Your objective = Comb the records below for the string "horse" and copy each line where it turns up.

Records from a data source:
┄┄┄┄┄┄

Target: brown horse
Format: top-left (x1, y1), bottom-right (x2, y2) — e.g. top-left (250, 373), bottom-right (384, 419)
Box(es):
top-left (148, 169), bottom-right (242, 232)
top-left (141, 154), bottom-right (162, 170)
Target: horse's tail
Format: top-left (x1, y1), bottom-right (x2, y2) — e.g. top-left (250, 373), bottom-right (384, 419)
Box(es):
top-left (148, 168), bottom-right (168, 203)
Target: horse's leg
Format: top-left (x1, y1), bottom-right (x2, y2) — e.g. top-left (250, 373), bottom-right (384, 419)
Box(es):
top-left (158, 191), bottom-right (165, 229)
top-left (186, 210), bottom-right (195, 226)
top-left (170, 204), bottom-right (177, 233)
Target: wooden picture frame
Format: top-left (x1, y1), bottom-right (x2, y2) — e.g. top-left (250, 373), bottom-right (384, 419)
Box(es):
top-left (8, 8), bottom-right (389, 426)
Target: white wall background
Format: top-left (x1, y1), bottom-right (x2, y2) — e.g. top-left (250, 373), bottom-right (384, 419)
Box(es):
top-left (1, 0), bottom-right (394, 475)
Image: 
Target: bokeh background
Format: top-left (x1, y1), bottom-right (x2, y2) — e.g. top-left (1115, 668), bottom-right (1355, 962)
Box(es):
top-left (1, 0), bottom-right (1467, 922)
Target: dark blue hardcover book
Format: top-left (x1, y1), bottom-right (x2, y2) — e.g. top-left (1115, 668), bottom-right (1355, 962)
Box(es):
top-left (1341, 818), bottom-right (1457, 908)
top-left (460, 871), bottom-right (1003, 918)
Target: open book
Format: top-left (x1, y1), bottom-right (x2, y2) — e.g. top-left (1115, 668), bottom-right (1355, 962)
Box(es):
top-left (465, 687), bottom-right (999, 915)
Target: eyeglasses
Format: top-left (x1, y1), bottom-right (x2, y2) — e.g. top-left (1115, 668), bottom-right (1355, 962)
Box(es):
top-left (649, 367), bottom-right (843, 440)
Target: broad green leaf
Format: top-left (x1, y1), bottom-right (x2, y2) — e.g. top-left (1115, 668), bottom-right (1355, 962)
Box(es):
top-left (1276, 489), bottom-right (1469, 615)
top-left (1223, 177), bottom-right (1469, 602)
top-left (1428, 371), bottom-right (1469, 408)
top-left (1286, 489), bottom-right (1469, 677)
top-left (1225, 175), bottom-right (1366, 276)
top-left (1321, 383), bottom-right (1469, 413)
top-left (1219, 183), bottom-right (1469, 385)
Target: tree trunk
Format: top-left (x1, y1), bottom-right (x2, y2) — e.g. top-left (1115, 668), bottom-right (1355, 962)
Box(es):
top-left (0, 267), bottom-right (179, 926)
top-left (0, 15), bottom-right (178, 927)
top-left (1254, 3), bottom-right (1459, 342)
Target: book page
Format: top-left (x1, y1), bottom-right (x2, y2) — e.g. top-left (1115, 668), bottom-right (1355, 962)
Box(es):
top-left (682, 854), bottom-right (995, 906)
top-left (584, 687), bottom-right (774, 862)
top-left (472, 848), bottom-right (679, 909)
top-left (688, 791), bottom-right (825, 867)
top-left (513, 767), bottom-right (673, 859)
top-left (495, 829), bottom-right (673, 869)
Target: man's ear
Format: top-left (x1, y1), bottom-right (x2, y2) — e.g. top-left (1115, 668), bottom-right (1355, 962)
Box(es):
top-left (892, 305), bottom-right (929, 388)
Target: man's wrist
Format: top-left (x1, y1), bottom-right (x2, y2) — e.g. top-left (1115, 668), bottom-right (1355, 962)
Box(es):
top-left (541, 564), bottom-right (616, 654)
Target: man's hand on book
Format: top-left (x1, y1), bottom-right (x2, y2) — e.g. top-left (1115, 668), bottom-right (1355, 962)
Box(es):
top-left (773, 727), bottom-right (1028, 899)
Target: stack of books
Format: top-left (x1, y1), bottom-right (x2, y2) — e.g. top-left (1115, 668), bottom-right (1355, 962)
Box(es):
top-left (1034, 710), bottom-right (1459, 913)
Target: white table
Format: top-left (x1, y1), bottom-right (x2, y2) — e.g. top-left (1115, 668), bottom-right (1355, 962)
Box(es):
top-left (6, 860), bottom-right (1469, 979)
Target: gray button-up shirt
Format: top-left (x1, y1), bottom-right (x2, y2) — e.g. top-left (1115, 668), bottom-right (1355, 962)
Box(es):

┄┄┄┄┄┄

Response =
Target: brown horse
Target: horse's tail
Target: horse's leg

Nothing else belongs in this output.